◆ Complete the following
1: In the article on Canada's plan to limit study permits, what did the national task force's report call on the government to do by 2020?
2: Please carry on the article about Canada's study permit changes from the point where it stops.

◆ Extract to read
--- start ---

Canada may limit study permits and visas of foreign students


Nicholas Keung
Immigration Reporter 
In an attempt to weed out “disingenuous” international students, Ottawa plans to grant student visas and work permits to only those enrolling in government-accredited schools.
“The proposed regulatory changes would ensure that study permit holders are genuine students by requiring students to enroll in and actively pursue a course or program of study after arrival in Canada,” said Citizenship and Immigration spokesperson Nancy Caron.
“Institutions that are not designated by provinces and territories would no longer be able to host international students.”
Although the changes are still in the consultation phase, the proposal, published in the Canada Gazette, also recommended that work permits, whether for off-campus work or a co-op/internship program, be limited to visa students in accredited schools.
“Disingenuous study permit holders use their study permit as a primary means to gain full access to the Canadian labour market,” Caron noted.
“Strengthening aspects of the program that could be abused by fraudulent schools or non-genuine study permit applicants is vitally important to protect Canada’s reputation abroad.”
The proposed changes came just as a national task force released a report Tuesday calling on the government to double the number of international students studying in Canada by 2020. It urged Ottawa to ramp up efforts to attract foreign students, to encourage innovation and exchange.
The number of international students in Canada — taking anything from short-term language courses to post-graduate studies — has gone up by 36 per cent in the past five years, from 176,000 in 2007 to almost 240,000 last year. More than one-third of those students are studying in Ontario.
A recent study by the Canadian Bureau for International Education found that international students contributed $8 billion to the Canadian economy in 2010.

--- end ---

◆ Information provided
--- start ---

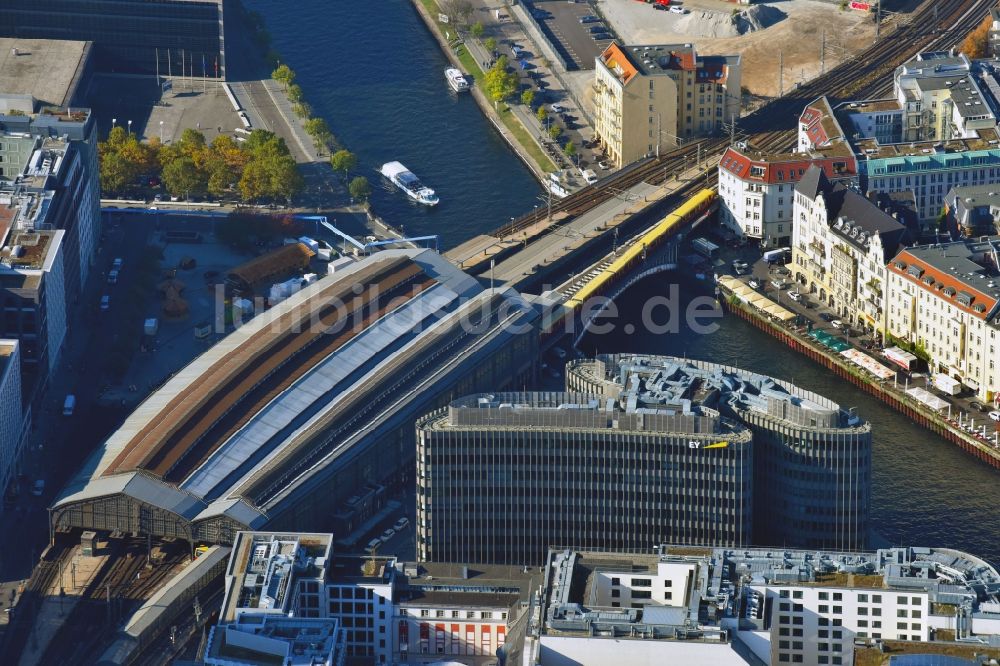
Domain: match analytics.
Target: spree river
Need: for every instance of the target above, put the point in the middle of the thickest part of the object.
(374, 73)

--- end ---

◆ Expected outputs
1: Double the number of international students studying in Canada.

2:
In overhauling the visa program, Ottawa is taking a leaf from Australia’s book. That nation adopted similar policies after seeing an upsurge of enrollments in fly-by-night colleges when it granted permission for foreign students to work in the country, then apply for permanent residency.
The international student program quickly became a conduit for immigration to otherwise unqualified candidates. Schools also reported students disappearing upon arrival.
In 2008, Ottawa launched the Canada Experience Class, to allow visitors on work and study permits to apply to become permanent residents. Since then, it has also expanded its work permit programs for foreign students.
The proposed changes are welcomed by the Canadian Consortium for International Education Marketing, which is made up of five national educational associations.
Accrediting qualifying schools could help crack down on sham colleges that offer substandard programs to foreign students, said Paul Brennan, of the Association of Canadian Community Colleges, a member of the consortium dedicated to promoting Canadian education abroad.
Brennan said some of his group’s 130 member-schools have had visa students who withdrew, transferred or disappeared soon after arrival. A stronger monitoring system can help screen international students and track their movements, he said.
“It’s an issue of manpower. They need money to fund the enforcement and must keep the reporting system simple.”
Under the plan, student visas would no longer be issued to people who enroll in courses of less than six months. These students could instead come as visitors and apply for a study permit from within Canada, officials said.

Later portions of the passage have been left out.